Énoncé 1:
Répondez aux questions suivantes à partir de l'extrait sur le film Onoda :
(a) Sur quelle île Hiro Onoda est-il envoyé fin décembre 1944 ?
(b) Quel pays a été choisi comme lieu de tournage ?
(c) Combien de personnes se réunissaient chaque jour sur les lieux du tournage ?

Texte fourni:
= = = =
Capsule temporelle - « Onoda, 10 000 nuits dans la jungle », un film d’Arthur Harari (2021)

ONODA

Japon, guerre, Seconde guerre mondiale, cinéma en salles, sortie ciné, Philippines, Arthur Harari, Onoda

publié le par Anne-Sophie De Sutter

Fresque biographique, Onoda emmène le spectateur dans la jungle des Philippines, aux côtés d’un soldat japonais persuadé que la Seconde Guerre mondiale est toujours en cours, même si les années ont passé.

Fin décembre 1944, le soldat japonais Hiro Onoda est envoyé sur l’île de Lubang dans les Philippines dans le cadre d’une mission secrète : continuer la guerre à tout prix et organiser la guérilla, en attendant les renforts. Après l’attaque des Américains au début de l’année 1945, il se retranche dans la jungle, accompagné de trois soldats dont il prend le commandement. Il y restera jusqu’en mars 1974 – presque 30 ans, un peu plus de 10 000 nuits.

C’est une histoire vraie qu’Arthur Harari raconte dans son long métrage. Il souhaitait tourner un film d’aventures mais n’avait pas d’idée de sujet ; sous forme de boutade, son père lui propose de parler d’Onoda, l’avant-dernier soldat japonais à s’être rendu, 30 ans après la fin de la guerre. Au fil du temps, la boutade est devenu un projet réel mais d’une ampleur conséquente, exigeant une organisation rigoureuse et un budget certain. C’est devenu une coproduction entre six pays : la France, évidemment, mais aussi la Belgique (notamment au niveau des costumes et du maquillage), l’Italie et l’Allemagne, ainsi que le Japon – une autre évidence – et le Cambodge, qui a été choisi comme lieu de tournage. Harari s’est d’ailleurs associé à Davy Chou, cinéaste franco-cambodgien, qui a mené l’équipe locale. Harari la décrit comme une « ruche » : chaque jour, pendant trois mois, entre 150 et 200 personnes se réunissaient sur les lieux du tournage dans la région de Kep et du Bokor, au sud du pays.
= = = =
Énoncé 2:
Recopiez les entrées depuis la première ligne jusqu'à la ligne contenant « [132,135,142,151] », ces deux lignes comprises, en remplaçant « green socks » par « green stockings » sans rien modifier d'autre. Omettez les images dans votre réponse.

Données d'entrée:
= = = =
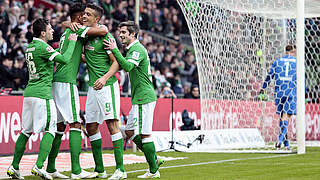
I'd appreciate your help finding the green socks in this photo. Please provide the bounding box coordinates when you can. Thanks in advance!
[69,128,82,174]
[89,132,104,173]
[142,138,158,174]
[132,135,158,160]
[12,133,29,170]
[111,132,124,172]
[47,132,63,173]
[36,132,54,169]
[132,135,142,151]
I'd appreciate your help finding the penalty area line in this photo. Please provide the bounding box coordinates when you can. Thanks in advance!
[127,154,295,174]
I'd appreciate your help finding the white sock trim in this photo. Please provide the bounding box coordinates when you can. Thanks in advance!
[70,128,81,132]
[130,134,138,141]
[142,137,153,144]
[45,131,57,137]
[21,131,31,138]
[111,132,123,141]
[56,131,64,135]
[89,131,101,142]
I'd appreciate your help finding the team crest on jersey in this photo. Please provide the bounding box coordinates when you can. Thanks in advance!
[132,51,140,60]
[46,46,54,52]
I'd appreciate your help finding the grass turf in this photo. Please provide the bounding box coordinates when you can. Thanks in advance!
[3,147,320,180]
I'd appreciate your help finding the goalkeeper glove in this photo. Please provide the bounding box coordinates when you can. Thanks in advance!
[258,89,268,101]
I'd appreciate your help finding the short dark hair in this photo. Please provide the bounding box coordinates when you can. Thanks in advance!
[286,44,297,52]
[119,21,139,38]
[70,2,86,19]
[86,3,104,19]
[32,18,49,38]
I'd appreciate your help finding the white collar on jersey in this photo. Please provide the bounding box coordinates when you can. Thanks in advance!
[33,37,46,43]
[126,39,139,49]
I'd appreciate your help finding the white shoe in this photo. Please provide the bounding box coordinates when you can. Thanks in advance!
[7,165,24,179]
[137,171,160,179]
[31,165,53,179]
[71,170,97,179]
[49,171,69,179]
[108,169,127,180]
[94,171,108,178]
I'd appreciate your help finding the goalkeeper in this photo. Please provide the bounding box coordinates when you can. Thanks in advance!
[259,45,297,150]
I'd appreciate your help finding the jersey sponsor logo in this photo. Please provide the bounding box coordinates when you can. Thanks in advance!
[27,47,36,52]
[85,45,94,51]
[132,51,140,60]
[46,46,54,52]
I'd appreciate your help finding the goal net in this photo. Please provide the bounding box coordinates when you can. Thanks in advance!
[178,0,320,151]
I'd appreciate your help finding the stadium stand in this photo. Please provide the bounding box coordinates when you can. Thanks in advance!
[0,0,199,98]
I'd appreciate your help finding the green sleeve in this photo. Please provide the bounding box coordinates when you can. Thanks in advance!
[53,41,76,64]
[112,48,135,72]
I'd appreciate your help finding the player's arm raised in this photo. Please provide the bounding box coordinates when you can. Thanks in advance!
[86,25,109,36]
[93,51,119,90]
[53,33,78,64]
[103,38,135,72]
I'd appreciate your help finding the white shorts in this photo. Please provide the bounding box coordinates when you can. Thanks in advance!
[22,97,57,134]
[52,82,82,124]
[126,101,156,135]
[86,81,120,124]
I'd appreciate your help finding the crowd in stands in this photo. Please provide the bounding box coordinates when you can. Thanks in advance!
[0,0,199,98]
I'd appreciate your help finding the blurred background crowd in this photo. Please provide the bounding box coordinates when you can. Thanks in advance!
[0,0,199,98]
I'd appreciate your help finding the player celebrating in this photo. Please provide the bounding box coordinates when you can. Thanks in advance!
[83,4,127,179]
[7,18,77,179]
[260,45,297,150]
[47,3,108,179]
[105,21,160,178]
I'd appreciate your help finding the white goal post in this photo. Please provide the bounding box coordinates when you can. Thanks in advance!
[177,0,320,154]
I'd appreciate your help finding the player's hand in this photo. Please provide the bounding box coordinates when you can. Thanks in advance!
[258,89,268,101]
[69,22,82,32]
[68,33,78,41]
[100,25,109,32]
[93,76,108,90]
[103,38,117,51]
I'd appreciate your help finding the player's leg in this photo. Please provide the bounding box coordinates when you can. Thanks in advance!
[104,82,127,179]
[283,114,291,150]
[31,98,57,179]
[7,98,33,179]
[283,96,297,150]
[106,119,127,180]
[86,87,105,176]
[133,102,160,178]
[275,97,286,149]
[47,82,88,178]
[47,122,69,176]
[47,82,71,179]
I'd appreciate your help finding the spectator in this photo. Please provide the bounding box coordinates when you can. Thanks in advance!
[0,3,10,39]
[0,57,15,89]
[159,85,177,98]
[12,56,28,90]
[0,31,8,59]
[184,85,200,99]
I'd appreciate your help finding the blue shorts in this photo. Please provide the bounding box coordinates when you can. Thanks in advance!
[275,96,297,115]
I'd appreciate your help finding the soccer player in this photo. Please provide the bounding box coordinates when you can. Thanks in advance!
[83,4,127,179]
[47,3,108,179]
[104,21,162,178]
[7,18,77,179]
[260,45,297,150]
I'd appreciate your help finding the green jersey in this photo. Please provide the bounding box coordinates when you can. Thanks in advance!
[85,33,117,86]
[53,26,90,84]
[24,38,75,99]
[112,40,157,104]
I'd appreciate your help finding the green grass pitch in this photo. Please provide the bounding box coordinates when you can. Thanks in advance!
[3,147,320,180]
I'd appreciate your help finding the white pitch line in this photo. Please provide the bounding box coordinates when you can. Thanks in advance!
[127,154,295,174]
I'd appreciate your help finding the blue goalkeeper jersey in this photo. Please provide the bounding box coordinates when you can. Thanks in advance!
[262,55,297,99]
= = = =
Corrigé détaillé 1:
(a) L'île de Lubang, dans les Philippines.
(b) Le Cambodge.
(c) Entre 150 et 200 personnes.

Corrigé détaillé 2:
I'd appreciate your help finding the green stockings in this photo. Please provide the bounding box coordinates when you can. Thanks in advance!
[69,128,82,174]
[89,132,104,173]
[142,138,158,174]
[132,135,158,160]
[12,133,29,170]
[111,132,124,172]
[47,132,63,173]
[36,132,54,169]
[132,135,142,151]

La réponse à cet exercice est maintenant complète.